• [EXCERPT PROVIDED]:
^^^^^^^^
Re: VACUUM PARALLEL option vs. max_parallel_maintenance_workers

From: Amit Kapila <amit(dot)kapila16(at)gmail(dot)com>
To: Peter Eisentraut <peter(dot)eisentraut(at)2ndquadrant(dot)com>
Cc: pgsql-hackers <pgsql-hackers(at)postgresql(dot)org>
Subject: Re: VACUUM PARALLEL option vs. max_parallel_maintenance_workers
Date: 2020-09-21 03:48:24
Message-ID: CAA4eK1+gD7jAP4wqx8+wNhqpc8cM_7o2WvVBa0OVXLsgoDFHqA@mail.gmail.com
Views: Raw Message | Whole Thread | Download mbox | Resend email
Thread:
Lists: pgsql-hackers

On Sun, Sep 20, 2020 at 7:15 PM Peter Eisentraut
<peter(dot)eisentraut(at)2ndquadrant(dot)com> wrote:
>
> On 2020-09-19 13:24, Amit Kapila wrote:
> >> I think the implemented behavior is wrong.
> >
> > It is the same as what we do for other parallel operations, for
> > example, we limit the number of parallel workers for parallel create
> > index by 'max_parallel_maintenance_workers' and parallel scan
> > operations are limited by 'max_parallel_workers_per_gather'.
>
> But in those cases we don't provide user-visible options to specify a
> per-command setting, so it's not the same thing, is it?
>

Not exactly but there also we have a way for the user to set the value
(using 'parallel_workers' during Create Table or Alter Table) which
will guide the parallel scans.
^^^^^^^^
[Dataset excerpt]
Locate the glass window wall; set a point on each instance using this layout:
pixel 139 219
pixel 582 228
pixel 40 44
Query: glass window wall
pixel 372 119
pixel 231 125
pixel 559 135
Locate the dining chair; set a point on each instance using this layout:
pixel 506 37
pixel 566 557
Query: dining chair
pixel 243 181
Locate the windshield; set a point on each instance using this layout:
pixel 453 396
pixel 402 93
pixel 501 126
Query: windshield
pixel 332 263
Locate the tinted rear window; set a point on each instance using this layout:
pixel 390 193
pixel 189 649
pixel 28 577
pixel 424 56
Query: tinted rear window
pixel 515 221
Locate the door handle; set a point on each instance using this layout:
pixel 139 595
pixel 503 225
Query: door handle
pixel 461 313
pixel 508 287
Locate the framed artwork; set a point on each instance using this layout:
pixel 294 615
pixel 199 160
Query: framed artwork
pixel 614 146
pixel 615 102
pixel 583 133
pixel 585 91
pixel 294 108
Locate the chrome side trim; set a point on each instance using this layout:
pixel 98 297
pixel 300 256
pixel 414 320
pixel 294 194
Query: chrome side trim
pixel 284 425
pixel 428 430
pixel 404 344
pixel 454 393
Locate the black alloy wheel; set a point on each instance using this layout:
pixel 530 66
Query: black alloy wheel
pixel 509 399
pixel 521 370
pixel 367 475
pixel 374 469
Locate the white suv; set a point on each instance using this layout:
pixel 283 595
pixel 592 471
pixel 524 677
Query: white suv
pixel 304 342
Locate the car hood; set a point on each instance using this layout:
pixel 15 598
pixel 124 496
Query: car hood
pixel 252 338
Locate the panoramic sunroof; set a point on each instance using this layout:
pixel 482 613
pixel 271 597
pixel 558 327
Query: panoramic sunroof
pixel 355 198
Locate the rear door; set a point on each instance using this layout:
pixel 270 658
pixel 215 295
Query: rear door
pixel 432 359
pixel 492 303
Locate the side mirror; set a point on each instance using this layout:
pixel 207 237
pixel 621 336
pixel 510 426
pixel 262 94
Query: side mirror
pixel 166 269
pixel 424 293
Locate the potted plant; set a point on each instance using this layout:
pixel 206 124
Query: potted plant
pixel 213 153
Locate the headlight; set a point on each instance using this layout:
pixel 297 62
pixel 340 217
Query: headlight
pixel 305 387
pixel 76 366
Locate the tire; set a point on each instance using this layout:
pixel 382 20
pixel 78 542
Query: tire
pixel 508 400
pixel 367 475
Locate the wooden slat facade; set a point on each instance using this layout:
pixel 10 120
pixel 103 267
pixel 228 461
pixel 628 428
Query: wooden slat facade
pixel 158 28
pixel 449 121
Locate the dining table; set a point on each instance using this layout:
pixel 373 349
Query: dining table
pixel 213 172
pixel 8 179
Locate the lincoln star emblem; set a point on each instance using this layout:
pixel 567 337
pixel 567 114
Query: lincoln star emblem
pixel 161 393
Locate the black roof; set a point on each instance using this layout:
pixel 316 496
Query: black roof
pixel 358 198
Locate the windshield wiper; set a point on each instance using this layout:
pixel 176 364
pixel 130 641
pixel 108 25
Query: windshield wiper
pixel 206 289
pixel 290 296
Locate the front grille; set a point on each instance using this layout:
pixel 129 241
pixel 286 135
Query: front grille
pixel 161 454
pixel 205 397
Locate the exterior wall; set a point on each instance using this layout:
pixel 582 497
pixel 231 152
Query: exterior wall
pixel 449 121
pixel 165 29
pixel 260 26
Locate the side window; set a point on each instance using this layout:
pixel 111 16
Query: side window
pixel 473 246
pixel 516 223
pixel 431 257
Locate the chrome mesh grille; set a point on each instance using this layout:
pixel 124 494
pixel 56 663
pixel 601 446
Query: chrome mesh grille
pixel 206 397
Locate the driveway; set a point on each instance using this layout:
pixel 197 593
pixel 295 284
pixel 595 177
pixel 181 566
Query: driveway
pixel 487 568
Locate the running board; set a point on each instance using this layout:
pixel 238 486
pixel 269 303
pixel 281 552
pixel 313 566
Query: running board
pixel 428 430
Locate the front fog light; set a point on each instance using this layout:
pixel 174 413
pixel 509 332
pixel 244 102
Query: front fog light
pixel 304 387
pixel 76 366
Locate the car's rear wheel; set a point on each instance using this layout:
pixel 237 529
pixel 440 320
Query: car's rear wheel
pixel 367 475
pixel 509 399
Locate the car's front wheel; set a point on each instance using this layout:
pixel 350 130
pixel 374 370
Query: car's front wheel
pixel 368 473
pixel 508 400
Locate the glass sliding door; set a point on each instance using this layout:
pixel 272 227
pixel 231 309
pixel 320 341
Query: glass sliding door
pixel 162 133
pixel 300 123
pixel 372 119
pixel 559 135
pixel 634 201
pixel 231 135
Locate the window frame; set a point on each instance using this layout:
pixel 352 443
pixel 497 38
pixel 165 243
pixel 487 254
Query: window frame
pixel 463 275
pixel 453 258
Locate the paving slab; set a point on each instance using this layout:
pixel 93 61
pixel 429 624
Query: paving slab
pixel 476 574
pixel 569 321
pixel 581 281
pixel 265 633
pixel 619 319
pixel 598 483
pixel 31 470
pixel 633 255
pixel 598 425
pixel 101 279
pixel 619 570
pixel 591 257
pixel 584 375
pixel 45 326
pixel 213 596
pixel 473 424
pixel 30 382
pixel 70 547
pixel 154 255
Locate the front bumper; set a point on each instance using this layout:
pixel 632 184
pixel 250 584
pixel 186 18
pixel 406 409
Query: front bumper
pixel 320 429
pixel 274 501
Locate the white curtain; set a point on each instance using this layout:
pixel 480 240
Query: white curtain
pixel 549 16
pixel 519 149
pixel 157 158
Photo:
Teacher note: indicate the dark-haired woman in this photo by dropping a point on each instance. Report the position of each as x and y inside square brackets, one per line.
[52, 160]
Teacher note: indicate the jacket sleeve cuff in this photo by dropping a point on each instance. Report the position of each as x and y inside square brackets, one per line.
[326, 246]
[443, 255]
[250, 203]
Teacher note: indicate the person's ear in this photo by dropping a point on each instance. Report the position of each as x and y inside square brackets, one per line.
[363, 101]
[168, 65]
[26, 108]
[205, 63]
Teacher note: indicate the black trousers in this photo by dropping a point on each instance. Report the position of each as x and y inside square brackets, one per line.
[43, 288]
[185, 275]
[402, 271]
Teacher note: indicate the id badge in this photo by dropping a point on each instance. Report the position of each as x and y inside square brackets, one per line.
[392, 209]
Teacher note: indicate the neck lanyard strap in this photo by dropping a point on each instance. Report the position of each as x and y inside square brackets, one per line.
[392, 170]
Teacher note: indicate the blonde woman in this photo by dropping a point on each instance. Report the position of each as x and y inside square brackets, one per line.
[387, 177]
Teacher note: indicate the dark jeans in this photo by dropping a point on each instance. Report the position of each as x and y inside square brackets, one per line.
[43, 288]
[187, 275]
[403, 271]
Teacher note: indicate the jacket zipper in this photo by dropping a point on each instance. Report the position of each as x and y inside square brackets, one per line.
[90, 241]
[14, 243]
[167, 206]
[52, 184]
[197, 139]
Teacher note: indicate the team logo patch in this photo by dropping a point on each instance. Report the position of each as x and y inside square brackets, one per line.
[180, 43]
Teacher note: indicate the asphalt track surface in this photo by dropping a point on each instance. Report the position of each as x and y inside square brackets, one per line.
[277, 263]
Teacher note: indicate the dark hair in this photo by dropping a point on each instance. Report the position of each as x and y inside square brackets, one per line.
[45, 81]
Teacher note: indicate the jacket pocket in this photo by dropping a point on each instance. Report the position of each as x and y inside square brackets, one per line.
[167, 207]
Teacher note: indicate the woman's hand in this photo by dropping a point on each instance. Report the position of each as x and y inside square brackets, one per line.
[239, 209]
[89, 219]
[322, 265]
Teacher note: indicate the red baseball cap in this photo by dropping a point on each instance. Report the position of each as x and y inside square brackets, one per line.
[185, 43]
^^^^^^^^
• [TO DO]:
Copy out the whole mailing list message about the VACUUM PARALLEL option word for word.

• [EXPECTED OUTPUT]:
Re: VACUUM PARALLEL option vs. max_parallel_maintenance_workers

From: Amit Kapila <amit(dot)kapila16(at)gmail(dot)com>
To: Peter Eisentraut <peter(dot)eisentraut(at)2ndquadrant(dot)com>
Cc: pgsql-hackers <pgsql-hackers(at)postgresql(dot)org>
Subject: Re: VACUUM PARALLEL option vs. max_parallel_maintenance_workers
Date: 2020-09-21 03:48:24
Message-ID: CAA4eK1+gD7jAP4wqx8+wNhqpc8cM_7o2WvVBa0OVXLsgoDFHqA@mail.gmail.com
Views: Raw Message | Whole Thread | Download mbox | Resend email
Thread:
Lists: pgsql-hackers

On Sun, Sep 20, 2020 at 7:15 PM Peter Eisentraut
<peter(dot)eisentraut(at)2ndquadrant(dot)com> wrote:
>
> On 2020-09-19 13:24, Amit Kapila wrote:
> >> I think the implemented behavior is wrong.
> >
> > It is the same as what we do for other parallel operations, for
> > example, we limit the number of parallel workers for parallel create
> > index by 'max_parallel_maintenance_workers' and parallel scan
> > operations are limited by 'max_parallel_workers_per_gather'.
>
> But in those cases we don't provide user-visible options to specify a
> per-command setting, so it's not the same thing, is it?
>

Not exactly but there also we have a way for the user to set the value
(using 'parallel_workers' during Create Table or Alter Table) which
will guide the parallel scans.